Page text:
=== Begin Enclosure ===

The Arundel Castle Gobelin tapestries being vacuumed gently, prior to rolling and transporting to Belgium.

This year, helicopters were drafted in to remove more than 100 tonnes of spoil and soil from the keep and replace it with 90 tonnes of sand, Yorkstone and Purbeck setts to resurface the floor.

Mr Manion says the initial stages of the work on the keep were the most arduous.

Tons of sodden woodchip were removed by hand and transported through the ancient spiral staircases that were designed to keep warriors out.

When the helicopter arrived, it not only removed dirt and brought in stones, it also lifted in and removed a digger.

Stephen Manion, manager of Arundel Castle

Stephen says: ‘The keep is my favourite part of the castle – it’s fantastic. It’s the original part of the castle, where it all started.‘When we take on conservation and restoration projects like resurfacing the keep, we’re not thinking about how it will look in weeks, months or years – we set out to preserve it for centuries.’

Conserving Arundel Castle’s tapestries is another gargantuan logistical task that requires dexterity and skill.

The Gobelin tapestries from the Nouvelles Indes series, dating back to 1750, usually hang in the Grand Staircase.

The pair, Le cheval rayé et Le combat d’animaux and Le Chasseur Indien, depict gothic scenes of indigenous flora and fauna of the Dutch colonies.

Needing a gentle wash and careful inspection, the huge tapestries needed to be taken down, a delicate task given their size, weight and fragility.

First, scaffolding was built from floor to ceiling of the soaring Grand Staircase.

The tapestries were then carefully removed and taken to a professional specialist textile conservationist company in Belgium to be cleaned.

They have been temporarily replaced by portraits of the 10th Duke and Duchess of Norfolk by celebrated painter John Opie.

It took a team of seven highly skilled art technicians to install the paintings in their temporary home.

‘There are no half measures in what we do’ says Stephen.

‘Our contractors are meticulous and ingenious in rising to the challenges of working in an ancient castle.

‘We have six-foot thick walls and solid stone floors here.’

While the scaffolding was in place on the staircase, the castle’s team couldn’t resist the chance to dust the life-size statues of St Henry and St Flora, dating back to 1890, at its very top.Using a vacuum cleaner, generations of dirt were removed. It may have been 50 or 100 years since the statues received a proper spring clean.

It’s a huge undertaking but, come spring, when the gates are – usually – opened to the public it is all worth it.

=== End Enclosure ===

Given information:
=== Begin Enclosure ===

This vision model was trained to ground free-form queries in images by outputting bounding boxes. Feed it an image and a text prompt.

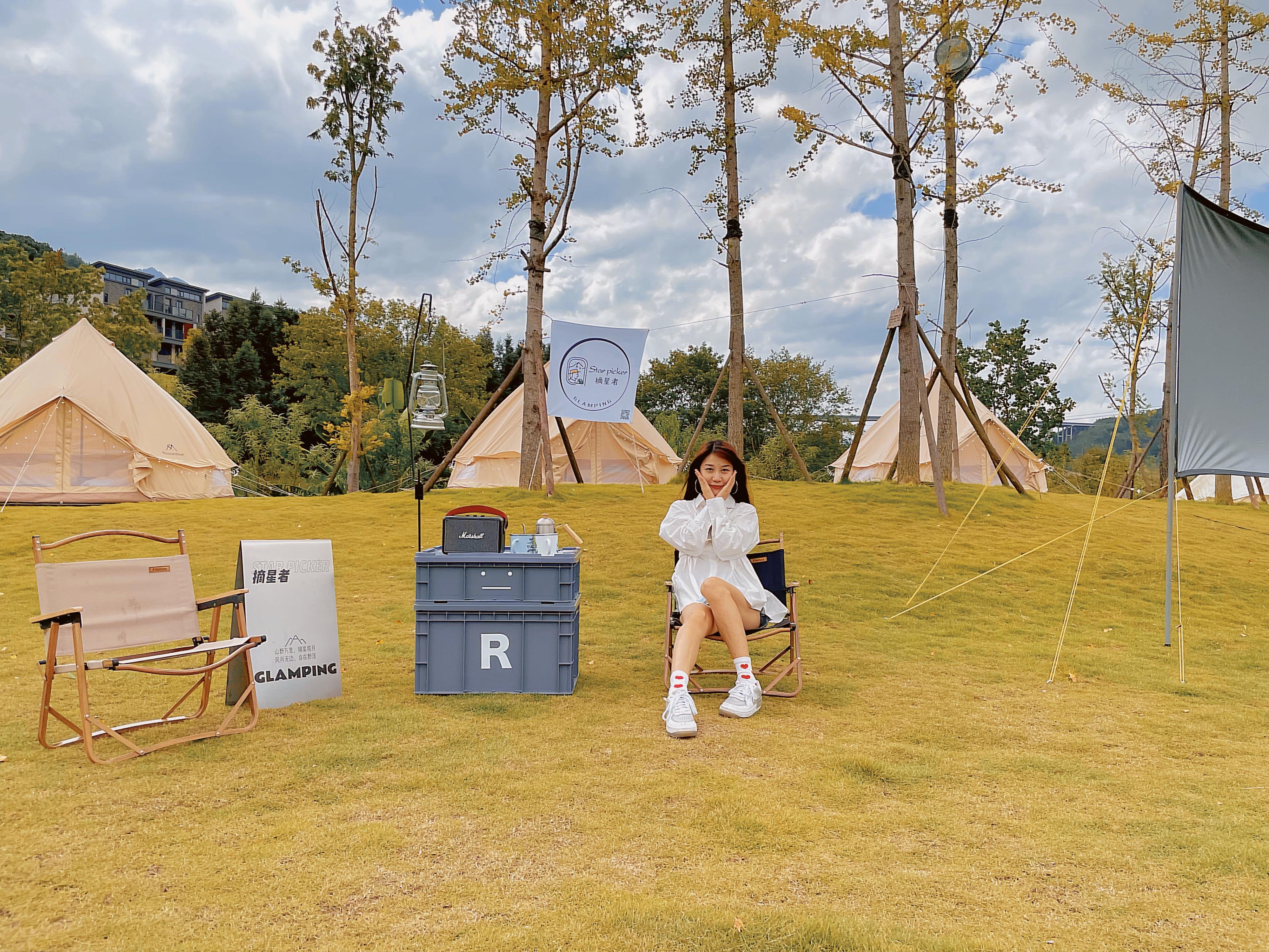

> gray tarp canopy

=== End Enclosure ===
=== Begin Enclosure ===

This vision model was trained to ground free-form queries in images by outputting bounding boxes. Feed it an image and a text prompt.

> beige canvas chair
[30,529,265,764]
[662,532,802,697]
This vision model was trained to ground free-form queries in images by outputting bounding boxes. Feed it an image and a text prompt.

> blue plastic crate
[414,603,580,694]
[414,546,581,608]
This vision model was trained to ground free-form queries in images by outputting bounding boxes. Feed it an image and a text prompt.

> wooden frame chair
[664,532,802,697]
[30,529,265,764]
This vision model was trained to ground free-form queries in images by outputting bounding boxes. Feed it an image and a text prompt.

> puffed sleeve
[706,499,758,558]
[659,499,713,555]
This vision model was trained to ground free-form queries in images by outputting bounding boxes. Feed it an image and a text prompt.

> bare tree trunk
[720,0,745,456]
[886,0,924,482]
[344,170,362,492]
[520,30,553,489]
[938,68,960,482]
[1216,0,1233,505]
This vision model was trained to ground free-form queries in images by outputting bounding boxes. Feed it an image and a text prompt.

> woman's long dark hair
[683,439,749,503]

=== End Enclosure ===

What you will do:
1. In the Arundel Castle text, what temporarily replaced the Gobelin tapestries while they were in Belgium?
2. Continue the Arundel Castle text from where it stops.
The records are separate material with no connection to the Arundel Castle text.

Replies:
1. Portraits of the 10th Duke and Duchess of Norfolk by John Opie.

2.
Stephen, says: ‘One of my favourite things is to wander round and overhear visitors talking about how much they enjoy it.

‘It gives you such a buzz.

‘In my job there is no such thing as a normal day, it is so varied. The telephone can ring and your work day changes completely, mostly for the better.

‘The heritage and history are what make it special – and knowing other people are enjoying it.’

Because of the coronavirus outbreak Arundel Castle’s spring opening has been delayed, along with the rest of the country’s tourist attractions.

And that means the world-famous tulip festival – an explosion of colour in the castle gardens – is also on hold. But the flowers, which attract tens of thousands of visitors, should still be there come the summer thanks to the fantastic team of gardeners.

And there will be so much else to enjoy – all in pristine condition. ‘Our projects challenge our skills and abilities and pave the way for history to live on for the education and enjoyment of generations to come’, says Stephen.

Go to arundelcastle.org

One thousand years of history

Apart from the occasional reversion to the Crown, Arundel Castle has descended directly from 1138 to the present day.

It has been carried by female heiresses from the d'Albinis to the Fitzalans in the 13th century, and then from the Fitzalans to the Howards in the 16th century.

Arundel Castle has been the seat of the Dukes of Norfolk and their ancestors for more than 850 years.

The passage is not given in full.